Dataset excerpts:
§

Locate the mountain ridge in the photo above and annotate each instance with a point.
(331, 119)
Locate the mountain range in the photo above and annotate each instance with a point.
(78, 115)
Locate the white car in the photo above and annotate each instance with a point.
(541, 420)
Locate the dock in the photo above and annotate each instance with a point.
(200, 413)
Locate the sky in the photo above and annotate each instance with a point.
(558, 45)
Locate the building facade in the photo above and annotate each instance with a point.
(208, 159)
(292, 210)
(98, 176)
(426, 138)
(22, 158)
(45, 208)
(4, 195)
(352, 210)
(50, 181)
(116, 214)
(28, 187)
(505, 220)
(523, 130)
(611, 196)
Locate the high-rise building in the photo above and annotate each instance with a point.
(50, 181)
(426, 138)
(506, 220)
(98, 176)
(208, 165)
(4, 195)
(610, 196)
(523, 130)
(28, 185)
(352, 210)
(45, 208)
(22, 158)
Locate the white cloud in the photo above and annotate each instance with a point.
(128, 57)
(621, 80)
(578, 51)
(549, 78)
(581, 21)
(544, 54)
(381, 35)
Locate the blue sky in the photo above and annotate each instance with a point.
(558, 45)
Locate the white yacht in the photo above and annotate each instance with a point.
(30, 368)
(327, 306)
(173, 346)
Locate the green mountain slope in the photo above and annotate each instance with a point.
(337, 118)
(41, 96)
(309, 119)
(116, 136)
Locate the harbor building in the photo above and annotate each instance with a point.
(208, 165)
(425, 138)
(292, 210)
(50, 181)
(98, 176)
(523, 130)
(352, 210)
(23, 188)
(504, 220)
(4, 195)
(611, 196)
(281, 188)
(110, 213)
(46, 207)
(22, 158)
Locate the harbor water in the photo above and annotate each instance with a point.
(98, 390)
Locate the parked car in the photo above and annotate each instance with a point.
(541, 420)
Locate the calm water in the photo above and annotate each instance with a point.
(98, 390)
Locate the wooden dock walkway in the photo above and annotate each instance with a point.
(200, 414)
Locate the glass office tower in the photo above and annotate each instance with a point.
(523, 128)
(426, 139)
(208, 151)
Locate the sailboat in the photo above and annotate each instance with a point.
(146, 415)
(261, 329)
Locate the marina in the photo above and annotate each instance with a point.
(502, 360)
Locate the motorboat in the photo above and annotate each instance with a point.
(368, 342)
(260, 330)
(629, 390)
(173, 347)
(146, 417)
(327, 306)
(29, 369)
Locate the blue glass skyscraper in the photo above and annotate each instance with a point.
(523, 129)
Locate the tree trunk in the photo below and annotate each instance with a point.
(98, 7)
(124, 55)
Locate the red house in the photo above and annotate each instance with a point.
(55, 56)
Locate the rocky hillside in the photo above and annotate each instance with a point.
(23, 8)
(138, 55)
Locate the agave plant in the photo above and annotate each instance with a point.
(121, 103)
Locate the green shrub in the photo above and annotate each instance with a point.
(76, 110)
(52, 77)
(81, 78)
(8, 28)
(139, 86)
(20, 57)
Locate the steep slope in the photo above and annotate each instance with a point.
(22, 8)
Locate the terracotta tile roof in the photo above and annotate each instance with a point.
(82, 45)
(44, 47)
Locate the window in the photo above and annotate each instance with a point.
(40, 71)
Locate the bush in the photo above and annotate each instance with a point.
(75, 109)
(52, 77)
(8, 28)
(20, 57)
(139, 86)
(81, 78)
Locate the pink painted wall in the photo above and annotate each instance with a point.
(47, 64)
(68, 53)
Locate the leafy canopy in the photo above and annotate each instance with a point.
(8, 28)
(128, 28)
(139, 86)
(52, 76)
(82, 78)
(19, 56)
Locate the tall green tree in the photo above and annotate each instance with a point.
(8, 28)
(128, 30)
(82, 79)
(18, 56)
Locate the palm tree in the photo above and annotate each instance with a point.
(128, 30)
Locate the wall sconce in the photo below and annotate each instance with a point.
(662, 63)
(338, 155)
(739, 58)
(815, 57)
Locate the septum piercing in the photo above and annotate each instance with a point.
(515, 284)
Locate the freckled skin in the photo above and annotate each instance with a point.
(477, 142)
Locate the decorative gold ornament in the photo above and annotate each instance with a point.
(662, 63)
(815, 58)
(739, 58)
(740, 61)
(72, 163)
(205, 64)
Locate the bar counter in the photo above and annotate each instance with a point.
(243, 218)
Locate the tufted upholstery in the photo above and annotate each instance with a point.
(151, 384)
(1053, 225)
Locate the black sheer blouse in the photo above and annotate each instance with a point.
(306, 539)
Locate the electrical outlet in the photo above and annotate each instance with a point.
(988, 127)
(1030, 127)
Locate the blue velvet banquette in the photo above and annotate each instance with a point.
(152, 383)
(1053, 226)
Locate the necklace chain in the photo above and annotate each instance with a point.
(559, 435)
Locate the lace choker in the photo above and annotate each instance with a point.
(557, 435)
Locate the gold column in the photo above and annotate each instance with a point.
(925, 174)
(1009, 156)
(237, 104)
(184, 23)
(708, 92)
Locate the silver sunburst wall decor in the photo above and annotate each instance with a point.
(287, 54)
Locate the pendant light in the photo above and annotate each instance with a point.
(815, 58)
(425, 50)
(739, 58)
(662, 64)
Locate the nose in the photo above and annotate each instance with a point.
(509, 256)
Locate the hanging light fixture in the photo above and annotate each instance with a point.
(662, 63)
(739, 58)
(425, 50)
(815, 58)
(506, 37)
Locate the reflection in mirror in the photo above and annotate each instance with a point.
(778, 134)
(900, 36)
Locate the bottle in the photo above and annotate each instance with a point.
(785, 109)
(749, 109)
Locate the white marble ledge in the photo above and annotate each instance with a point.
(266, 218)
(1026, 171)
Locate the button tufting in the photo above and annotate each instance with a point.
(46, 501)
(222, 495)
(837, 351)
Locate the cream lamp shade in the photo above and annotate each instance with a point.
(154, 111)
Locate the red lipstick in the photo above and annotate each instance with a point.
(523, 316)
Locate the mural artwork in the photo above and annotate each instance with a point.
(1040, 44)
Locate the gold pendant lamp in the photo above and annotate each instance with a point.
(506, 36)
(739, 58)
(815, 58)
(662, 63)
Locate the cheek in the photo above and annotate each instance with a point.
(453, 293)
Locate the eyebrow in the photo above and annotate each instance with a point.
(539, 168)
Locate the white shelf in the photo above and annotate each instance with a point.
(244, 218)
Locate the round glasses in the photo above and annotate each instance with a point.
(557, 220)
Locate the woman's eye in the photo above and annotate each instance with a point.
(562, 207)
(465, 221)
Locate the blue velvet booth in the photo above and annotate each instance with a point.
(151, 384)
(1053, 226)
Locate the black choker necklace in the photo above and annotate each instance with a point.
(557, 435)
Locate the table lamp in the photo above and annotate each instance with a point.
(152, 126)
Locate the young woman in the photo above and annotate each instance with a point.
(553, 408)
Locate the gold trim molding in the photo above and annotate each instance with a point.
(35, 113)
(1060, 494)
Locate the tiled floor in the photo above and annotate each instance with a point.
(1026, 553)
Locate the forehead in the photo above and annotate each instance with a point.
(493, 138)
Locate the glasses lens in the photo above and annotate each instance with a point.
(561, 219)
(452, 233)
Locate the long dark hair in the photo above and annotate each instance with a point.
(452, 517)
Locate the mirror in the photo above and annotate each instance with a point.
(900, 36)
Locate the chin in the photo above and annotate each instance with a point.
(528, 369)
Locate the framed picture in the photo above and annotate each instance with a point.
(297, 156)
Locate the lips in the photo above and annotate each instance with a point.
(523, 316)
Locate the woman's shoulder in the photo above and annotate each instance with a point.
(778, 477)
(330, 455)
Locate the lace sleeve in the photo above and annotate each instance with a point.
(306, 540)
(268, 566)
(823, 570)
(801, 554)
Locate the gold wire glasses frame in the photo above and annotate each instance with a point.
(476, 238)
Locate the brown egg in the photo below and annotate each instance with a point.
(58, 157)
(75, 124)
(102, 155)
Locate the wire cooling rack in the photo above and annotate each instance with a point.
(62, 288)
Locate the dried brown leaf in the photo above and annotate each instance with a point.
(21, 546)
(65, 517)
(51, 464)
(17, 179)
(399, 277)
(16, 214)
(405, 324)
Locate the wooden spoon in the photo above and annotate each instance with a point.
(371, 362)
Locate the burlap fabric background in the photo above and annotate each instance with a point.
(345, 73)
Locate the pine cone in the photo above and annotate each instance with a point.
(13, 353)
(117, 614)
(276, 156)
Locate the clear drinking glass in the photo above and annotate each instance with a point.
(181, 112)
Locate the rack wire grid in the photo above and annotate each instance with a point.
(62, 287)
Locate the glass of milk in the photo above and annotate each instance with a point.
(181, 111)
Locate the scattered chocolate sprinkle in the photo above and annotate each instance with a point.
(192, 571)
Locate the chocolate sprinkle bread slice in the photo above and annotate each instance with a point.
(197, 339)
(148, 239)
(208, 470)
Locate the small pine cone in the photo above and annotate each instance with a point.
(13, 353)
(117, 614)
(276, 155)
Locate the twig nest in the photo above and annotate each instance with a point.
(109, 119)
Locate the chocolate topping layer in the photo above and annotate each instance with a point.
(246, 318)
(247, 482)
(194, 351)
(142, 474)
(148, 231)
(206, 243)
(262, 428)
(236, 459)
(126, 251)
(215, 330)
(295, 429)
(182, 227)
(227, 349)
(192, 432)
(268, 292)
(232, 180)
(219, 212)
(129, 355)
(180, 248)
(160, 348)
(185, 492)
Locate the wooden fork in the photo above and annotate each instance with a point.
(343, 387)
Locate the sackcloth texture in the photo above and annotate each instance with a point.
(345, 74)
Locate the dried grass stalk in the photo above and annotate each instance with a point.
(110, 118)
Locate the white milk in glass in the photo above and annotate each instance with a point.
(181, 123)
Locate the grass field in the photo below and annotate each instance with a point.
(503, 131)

§

- [Your goal] Beginning from the line that contains "Locate the dried grass", give each line again exactly, through the final line of the records.

- [Response to this exercise]
Locate the dried grass stalk in the photo above and annotate each instance with a point.
(110, 118)
Locate the white milk in glass in the photo above and annotate each instance with a point.
(181, 123)
Locate the grass field in the photo below and annotate each instance with a point.
(503, 131)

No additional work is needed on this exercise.